> **PROBLEM TO SOLVE**
Pick out every line of the records that contains the word "cushion" and copy each one. Case counts.

═══ INPUT FOR THIS TASK ═══

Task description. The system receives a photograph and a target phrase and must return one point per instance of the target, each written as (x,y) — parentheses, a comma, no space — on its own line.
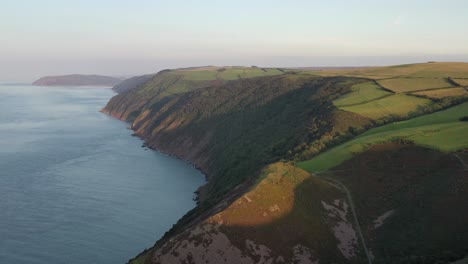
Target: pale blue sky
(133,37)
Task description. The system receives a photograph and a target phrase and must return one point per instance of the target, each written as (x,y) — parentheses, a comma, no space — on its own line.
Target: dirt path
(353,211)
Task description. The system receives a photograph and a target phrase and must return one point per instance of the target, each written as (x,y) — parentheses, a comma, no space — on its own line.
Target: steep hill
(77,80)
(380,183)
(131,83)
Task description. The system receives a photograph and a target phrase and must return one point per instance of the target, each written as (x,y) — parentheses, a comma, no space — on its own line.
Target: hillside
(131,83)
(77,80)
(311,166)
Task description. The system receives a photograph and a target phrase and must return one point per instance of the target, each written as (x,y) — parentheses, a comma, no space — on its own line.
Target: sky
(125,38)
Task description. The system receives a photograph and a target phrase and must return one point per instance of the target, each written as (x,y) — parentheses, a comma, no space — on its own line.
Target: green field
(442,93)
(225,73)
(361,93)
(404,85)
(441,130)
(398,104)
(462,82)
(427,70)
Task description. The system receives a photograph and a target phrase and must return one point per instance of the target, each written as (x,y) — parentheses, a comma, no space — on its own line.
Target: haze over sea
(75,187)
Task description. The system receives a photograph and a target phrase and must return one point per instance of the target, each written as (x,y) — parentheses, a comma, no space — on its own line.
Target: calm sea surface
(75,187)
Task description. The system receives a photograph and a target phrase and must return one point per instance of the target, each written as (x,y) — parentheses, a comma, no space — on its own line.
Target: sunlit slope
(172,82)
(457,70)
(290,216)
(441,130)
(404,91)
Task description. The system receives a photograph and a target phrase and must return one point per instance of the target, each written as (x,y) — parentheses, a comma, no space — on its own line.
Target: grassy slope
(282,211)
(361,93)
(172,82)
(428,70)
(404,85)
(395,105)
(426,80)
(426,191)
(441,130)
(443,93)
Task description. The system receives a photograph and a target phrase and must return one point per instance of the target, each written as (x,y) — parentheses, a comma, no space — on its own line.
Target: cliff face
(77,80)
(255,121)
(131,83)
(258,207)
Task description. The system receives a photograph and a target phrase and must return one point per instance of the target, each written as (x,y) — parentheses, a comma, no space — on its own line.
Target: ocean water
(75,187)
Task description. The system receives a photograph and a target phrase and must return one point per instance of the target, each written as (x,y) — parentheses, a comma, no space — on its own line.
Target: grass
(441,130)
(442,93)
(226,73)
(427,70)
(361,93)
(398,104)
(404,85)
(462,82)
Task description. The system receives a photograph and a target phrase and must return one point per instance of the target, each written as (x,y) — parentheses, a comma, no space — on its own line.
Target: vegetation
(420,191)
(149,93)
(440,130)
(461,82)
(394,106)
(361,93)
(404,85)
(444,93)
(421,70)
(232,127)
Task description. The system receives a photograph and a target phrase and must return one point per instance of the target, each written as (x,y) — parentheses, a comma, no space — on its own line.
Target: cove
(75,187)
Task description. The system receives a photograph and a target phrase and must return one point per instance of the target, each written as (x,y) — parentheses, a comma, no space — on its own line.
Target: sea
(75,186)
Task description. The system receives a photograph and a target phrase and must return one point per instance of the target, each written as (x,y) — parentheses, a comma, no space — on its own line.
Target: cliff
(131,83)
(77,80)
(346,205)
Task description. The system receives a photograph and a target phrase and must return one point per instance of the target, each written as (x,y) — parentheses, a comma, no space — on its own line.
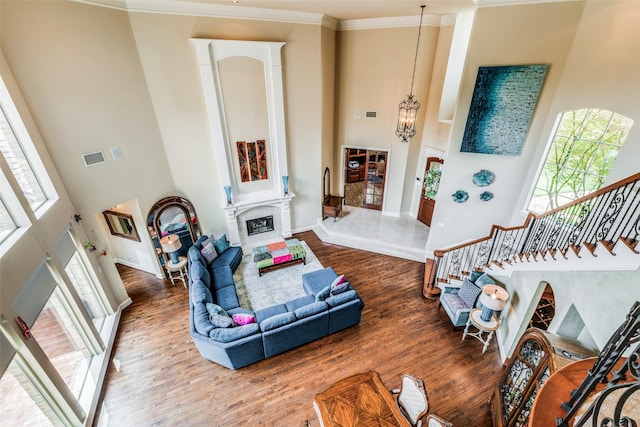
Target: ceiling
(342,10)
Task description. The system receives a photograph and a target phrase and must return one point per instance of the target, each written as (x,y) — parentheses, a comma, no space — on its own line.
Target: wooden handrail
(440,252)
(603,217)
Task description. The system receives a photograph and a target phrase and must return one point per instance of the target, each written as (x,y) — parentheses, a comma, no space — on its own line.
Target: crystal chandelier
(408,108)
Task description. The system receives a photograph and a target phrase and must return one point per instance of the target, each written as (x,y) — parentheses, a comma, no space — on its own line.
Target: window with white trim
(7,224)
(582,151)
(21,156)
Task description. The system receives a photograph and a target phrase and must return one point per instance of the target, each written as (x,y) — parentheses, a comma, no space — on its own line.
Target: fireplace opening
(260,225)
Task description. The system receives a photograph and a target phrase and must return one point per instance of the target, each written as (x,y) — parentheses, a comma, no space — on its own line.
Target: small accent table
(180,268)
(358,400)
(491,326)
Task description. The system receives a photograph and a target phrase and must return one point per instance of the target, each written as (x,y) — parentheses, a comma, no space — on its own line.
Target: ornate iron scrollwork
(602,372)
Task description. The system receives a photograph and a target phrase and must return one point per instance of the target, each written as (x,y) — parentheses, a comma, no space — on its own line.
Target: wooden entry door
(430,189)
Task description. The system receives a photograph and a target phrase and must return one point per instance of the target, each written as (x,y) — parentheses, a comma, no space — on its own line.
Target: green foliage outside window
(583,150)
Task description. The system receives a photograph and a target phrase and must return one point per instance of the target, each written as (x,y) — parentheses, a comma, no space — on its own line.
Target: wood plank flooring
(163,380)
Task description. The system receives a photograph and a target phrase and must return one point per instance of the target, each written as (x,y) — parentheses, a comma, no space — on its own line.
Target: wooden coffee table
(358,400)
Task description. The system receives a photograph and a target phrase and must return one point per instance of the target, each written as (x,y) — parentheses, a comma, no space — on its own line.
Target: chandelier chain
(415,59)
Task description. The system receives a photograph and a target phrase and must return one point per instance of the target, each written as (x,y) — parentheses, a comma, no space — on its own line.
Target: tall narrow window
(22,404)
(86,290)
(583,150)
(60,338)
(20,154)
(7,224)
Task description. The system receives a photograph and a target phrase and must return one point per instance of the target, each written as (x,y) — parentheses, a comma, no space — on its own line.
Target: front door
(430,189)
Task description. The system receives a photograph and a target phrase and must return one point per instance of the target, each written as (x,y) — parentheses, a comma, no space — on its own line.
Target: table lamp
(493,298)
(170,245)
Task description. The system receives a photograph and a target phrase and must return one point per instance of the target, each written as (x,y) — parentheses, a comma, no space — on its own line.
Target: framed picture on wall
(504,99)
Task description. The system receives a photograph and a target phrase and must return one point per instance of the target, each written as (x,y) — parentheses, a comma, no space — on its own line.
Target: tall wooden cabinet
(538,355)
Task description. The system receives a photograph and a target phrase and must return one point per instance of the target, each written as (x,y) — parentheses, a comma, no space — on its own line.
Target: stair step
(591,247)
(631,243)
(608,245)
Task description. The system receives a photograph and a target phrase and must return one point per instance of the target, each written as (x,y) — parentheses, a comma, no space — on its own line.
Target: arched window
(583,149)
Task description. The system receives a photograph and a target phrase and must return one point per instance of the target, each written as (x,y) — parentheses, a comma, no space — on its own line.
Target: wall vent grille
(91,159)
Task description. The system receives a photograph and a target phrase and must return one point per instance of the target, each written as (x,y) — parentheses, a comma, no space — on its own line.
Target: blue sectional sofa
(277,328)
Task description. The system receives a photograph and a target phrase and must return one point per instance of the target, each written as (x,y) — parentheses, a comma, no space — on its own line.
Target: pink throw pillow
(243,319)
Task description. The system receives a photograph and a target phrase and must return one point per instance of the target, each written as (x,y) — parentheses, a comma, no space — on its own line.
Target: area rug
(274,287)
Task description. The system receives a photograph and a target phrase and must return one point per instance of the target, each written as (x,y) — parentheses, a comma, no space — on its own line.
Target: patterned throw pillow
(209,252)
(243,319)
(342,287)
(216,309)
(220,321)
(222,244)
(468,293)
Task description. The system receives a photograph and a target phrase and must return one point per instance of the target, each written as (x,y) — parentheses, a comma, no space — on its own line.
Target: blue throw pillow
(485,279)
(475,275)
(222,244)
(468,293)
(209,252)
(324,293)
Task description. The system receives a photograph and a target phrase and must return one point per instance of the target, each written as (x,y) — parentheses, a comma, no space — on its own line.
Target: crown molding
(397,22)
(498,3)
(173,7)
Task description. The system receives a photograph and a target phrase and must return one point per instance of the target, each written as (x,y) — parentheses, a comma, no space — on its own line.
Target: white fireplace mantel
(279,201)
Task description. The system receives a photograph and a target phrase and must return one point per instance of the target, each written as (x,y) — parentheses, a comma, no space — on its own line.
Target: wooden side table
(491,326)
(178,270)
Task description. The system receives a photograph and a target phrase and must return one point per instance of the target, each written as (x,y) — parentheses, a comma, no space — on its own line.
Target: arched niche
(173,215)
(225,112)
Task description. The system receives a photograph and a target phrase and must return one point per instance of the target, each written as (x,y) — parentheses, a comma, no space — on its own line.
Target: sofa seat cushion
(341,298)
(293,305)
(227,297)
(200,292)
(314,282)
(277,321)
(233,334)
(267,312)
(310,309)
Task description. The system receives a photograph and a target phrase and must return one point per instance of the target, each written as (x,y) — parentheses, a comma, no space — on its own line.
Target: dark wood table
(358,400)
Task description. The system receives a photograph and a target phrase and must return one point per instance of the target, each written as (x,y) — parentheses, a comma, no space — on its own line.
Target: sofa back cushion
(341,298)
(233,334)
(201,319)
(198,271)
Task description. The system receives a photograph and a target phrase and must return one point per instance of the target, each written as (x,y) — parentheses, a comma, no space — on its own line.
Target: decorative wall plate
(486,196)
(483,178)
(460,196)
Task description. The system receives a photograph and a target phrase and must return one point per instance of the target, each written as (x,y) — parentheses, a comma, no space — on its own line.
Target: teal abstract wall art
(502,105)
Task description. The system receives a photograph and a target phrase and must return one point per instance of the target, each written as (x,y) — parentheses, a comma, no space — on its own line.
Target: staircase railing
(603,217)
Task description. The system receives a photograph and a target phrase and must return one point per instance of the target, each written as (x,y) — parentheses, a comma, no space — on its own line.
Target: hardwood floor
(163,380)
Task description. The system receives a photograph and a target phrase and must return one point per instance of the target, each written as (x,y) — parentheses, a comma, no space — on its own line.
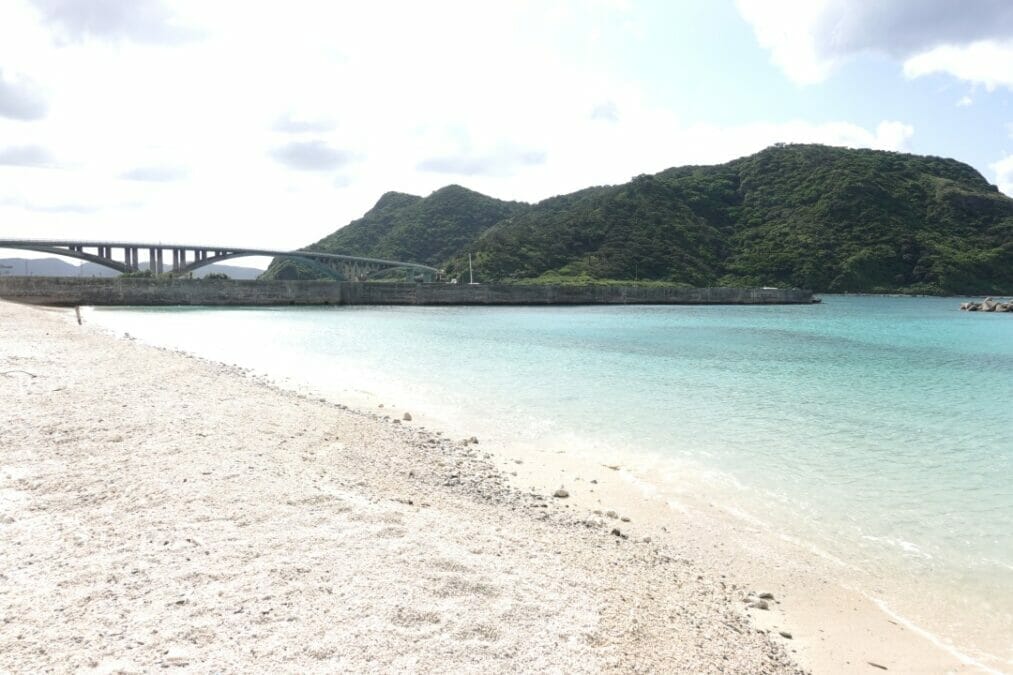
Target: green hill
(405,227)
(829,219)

═══

> **RESPONSE BELOW**
Target: sofa seat cushion
Target: sofa back cushion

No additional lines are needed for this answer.